• Text to read
>>>>>

The third argument is the type used to represent the current state of the conversion. It is necessary, for example, if one of the character encodings is a multibyte encoding. In this case, the processing of a multibyte character might be terminated because the source buffer is drained or the destination buffer is full while one character is being processed. If this happens, the current state of the conversion is stored in an object of this type.

Similar to the other facets, the standard requires support for only very few conversions. Only the following two instantiations are supported by the C++ standard library:

  1. codecvt<char,char,mbstate_t>, which converts the native character set to itself (this is actually a degenerated version of the codecvt facet)

  2. codecvt<wchar_t,char,mbstate_t>, which converts between the native tiny character set(that is, char) and the native wide-character set (that is, wchar_t)

The C++ standard does not specify the exact semantics of the second conversion. The only natural thing to do, however, is to split each wchar_t into sizeof(wchar_t) objects of type char for the conversion from wchar_t to char, and to assemble a wchar_t from the same amount of chars when converting in the opposite direction. Note that this conversion is very different from the conversion between char and wchar_t done by the widen() and narrow() member functions of the ctype facet: While the codecvt functions use the bits of multiple chars to form one wchar_t (or vice versa), the ctype functions convert a character in one encoding to the corresponding character in another encoding (if there is such a character).

Like the ctype facet, codecvt derives from a base class used to define an enumeration type. This class is named codecvt.base, and it defines an enumeration called result. The values of this enumeration are used to indicate the results of codecvt's members. The exact meanings of the values depend on the member function used. Table 14.20 lists the member functions of the codecvt facet.

The function in() converts an external representation to an internal representation. The argument s is a reference to a stateT. At the beginning, this argument represents the shift state used when the conversion is started. At the end, the final shift state is stored there. The shift state passed in can differ from the initial state if the input buffer to be converted is not the first buffer being converted. The arguments fb (from begin) and fe (from end) are of type const internT*, and represent the beginning and the end of the input buffer. The arguments tb (to begin) and te (to end) are of type externT*, and represent the beginning and the end of the output buffer. The arguments

Table 14.20. Members of the codecvt Facet

Expression Meaning
cvt.in(s,fb,fe,fn,tb,te,tn) Converts external representation to internal representation
cvt. out (s , fb , fe , fn , tb , te , tn) Converts internal representation to external representation
cvt.unshift(s,tb,te,tn) Writes escape sequence to switch to initial shift state
cvt.encoding() Returns information about the external encoding
cvt. always_noconv() Returns true if no conversion will ever be done
cvt.length(s,fb,fe,max) Returns the number of externTs from the sequence between fb and fe to produce max internal characters
cvt.max_length() Returns the maximum number of externTs necessary to produce one internT

fn (from next, of type const externT*&) and tn (to next, of type internT*&) are references used to return the end of the sequence converted in the input buffer and the output buffer respectively. Either buffer may reach the end before the other buffer reaches the end. The function returns a value of type codecvt_base:: result, as indicated in Table 14.21.

<<<<<

• Material supplied
>>>>>

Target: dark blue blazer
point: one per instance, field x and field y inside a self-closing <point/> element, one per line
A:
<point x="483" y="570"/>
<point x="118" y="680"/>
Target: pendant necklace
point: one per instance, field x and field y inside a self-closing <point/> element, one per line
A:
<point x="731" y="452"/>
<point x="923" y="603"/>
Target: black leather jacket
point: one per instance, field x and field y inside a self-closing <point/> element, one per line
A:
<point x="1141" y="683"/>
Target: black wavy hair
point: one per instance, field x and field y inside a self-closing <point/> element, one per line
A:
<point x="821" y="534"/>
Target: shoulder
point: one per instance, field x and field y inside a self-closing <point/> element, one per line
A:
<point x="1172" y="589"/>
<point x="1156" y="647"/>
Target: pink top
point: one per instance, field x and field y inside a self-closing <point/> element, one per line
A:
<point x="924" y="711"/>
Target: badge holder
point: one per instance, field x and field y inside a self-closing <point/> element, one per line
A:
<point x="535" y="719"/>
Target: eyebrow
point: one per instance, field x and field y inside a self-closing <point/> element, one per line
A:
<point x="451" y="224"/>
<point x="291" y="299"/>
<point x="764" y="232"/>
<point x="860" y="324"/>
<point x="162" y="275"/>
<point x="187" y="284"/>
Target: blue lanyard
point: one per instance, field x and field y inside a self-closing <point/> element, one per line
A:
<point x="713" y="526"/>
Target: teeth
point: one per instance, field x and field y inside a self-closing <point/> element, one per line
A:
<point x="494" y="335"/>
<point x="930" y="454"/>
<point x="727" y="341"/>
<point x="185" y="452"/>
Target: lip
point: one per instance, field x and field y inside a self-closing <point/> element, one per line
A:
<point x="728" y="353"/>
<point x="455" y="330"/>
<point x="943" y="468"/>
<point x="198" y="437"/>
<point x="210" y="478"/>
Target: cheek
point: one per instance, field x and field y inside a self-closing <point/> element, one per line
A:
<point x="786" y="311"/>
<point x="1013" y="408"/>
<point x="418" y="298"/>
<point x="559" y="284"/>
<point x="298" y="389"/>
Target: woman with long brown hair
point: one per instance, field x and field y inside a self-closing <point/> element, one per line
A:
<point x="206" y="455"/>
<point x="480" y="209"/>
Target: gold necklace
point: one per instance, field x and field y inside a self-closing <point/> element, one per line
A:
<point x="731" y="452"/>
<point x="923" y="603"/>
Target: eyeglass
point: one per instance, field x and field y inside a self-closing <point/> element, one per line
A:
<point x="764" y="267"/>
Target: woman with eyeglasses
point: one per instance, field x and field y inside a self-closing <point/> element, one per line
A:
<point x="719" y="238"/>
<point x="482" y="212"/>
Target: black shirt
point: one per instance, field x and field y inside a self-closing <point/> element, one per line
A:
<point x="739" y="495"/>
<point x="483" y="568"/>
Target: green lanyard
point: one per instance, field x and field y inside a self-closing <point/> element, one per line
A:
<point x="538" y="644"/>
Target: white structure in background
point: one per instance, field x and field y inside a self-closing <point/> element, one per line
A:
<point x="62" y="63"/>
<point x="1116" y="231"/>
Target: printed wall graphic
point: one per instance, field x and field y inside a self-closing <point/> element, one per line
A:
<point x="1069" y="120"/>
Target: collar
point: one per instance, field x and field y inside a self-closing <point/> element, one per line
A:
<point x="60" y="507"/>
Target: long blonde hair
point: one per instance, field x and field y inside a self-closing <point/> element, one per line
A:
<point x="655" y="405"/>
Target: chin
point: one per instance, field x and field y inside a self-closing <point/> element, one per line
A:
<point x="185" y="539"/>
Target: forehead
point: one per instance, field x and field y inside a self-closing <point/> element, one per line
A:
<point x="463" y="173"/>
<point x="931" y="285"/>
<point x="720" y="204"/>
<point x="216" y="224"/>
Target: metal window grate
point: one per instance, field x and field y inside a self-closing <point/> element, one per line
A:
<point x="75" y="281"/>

<<<<<

• Challenges
1 - From the codecvt passage above, reproduce word for word the stretch from "The third argument" through "the codecvt facet)".
2 - Answer these questions using the codecvt passage:
(a) How many instantiations of codecvt does the C++ standard library support?
(b) What is the enumeration defined in codecvt's base class called?
(c) What does the member function max_length() return?

• Answers to the tasks
1 -
The third argument is the type used to represent the current state of the conversion. It is necessary, for example, if one of the character encodings is a multibyte encoding. In this case, the processing of a multibyte character might be terminated because the source buffer is drained or the destination buffer is full while one character is being processed. If this happens, the current state of the conversion is stored in an object of this type.

Similar to the other facets, the standard requires support for only very few conversions. Only the following two instantiations are supported by the C++ standard library:

  1. codecvt<char,char,mbstate_t>, which converts the native character set to itself (this is actually a degenerated version of the codecvt facet)

2 -
(a) Two.
(b) result.
(c) The maximum number of externTs necessary to produce one internT.